### Objectives
**a.** List the key business entities that the EthioMart project description says its Amharic NER system will extract from Telegram messages and images.
**b.** Continue the EthioMart project description from where it stops.

--- start of Document ---

EthioMart | Amharic E-commerce Data Extractor

📘 Project Overview

EthioMart aims to become the primary hub for Telegram-based e-commerce in Ethiopia by centralizing real-time data from various channels. This project focuses on building an Amharic Named Entity Recognition (NER) system to extract key business entities (product names, prices, locations, contacts) from Telegram messages and images. The extracted data will populate EthioMart's centralized database, enabling a seamless experience for customers and informing FinTech initiatives like vendor loan assessments.

This project leverages Python, Telegram API, and data science tools to build a robust data pipeline, from scraping and preprocessing to model fine-tuning and interpretability.

🏗️ 1. Project Setup, Data Collection and Preprocessing

Deliverables:

GitHub code for Task 1 (data ingestion and preprocessing).
Data summary (1-2 pages) covering data preparation and labeling steps.

--- end of Document ---
--- start of Dataset records ---

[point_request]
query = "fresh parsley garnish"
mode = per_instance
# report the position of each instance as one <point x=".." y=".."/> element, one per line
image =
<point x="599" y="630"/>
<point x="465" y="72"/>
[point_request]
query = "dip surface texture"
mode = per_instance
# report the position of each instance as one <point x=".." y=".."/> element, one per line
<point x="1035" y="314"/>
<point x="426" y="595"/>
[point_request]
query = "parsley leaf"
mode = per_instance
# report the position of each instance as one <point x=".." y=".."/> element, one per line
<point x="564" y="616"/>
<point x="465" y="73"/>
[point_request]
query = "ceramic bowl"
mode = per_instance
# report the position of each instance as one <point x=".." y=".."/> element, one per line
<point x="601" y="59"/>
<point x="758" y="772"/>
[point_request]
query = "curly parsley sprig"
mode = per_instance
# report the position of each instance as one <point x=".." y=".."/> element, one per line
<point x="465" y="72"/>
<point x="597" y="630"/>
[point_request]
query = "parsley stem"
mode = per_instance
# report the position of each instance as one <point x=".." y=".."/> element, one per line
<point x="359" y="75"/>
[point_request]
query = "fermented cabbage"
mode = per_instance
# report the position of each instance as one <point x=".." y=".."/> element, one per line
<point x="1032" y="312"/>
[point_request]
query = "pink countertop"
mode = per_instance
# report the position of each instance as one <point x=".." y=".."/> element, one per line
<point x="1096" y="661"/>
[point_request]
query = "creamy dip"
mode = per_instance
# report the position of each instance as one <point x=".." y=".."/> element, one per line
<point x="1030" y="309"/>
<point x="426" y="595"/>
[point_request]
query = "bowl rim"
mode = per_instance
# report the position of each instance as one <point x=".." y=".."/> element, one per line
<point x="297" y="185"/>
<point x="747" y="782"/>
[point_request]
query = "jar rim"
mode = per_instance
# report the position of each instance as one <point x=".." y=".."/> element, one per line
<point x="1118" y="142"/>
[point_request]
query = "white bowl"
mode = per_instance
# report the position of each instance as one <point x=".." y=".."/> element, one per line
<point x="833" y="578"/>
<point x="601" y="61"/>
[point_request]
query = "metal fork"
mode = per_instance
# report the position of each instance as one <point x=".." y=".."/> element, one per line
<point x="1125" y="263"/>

--- end of Dataset records ---

### Results for the exercise
**a.** product names, prices, locations, contacts

**b.**
Repo/Project Structure

EthioMart/
├── src/
│   ├── telegram_scraper.py # Collects raw data from Telegram channels
│   ├── preprocessor.py     # Cleans and preprocesses raw text data
│   ├── data_labeler.py     # Rule-based labeling for NER (Task 2)
│   └── model_finetuner.py  # Fine-tunes NER models (Task 3 & 4)
├── config/
│   └── config.py           # Stores configuration variables (e.g., API credentials, channel list)
├── data/
│   ├── raw/                # Stores raw scraped data (e.g., telegram_data.csv)
│   │   └── telegram_data.csv
│   ├── processed/          # Stores cleaned and preprocessed data
│   │   └── clean_telegram_data.csv
│   └── labeled/            # Stores manually and semi-automatically labeled data
│       └── telegram_ner_data_rule_based.conll
├── models/                 # Stores fine-tuned NER models (Task 3 & 4)
│   └── afro_xlmr_ner_fine_tuned/
├── photos/                 # Stores downloaded images from Telegram messages
├── notebooks/              # Jupyter notebooks for EDA, experimentation, and documentation
│   ├── data_ingestion_eda.ipynb
│   └── data_preprocessing_eda.ipynb
├── outputs/                # Stores generated scorecard, plots and visualizations
│   └── plots/
│   └── vendor_scorecard.csv
├── reports/                # For interim and final project reports
├── tests/                  # Unit tests for various modules (e.g., preprocessor)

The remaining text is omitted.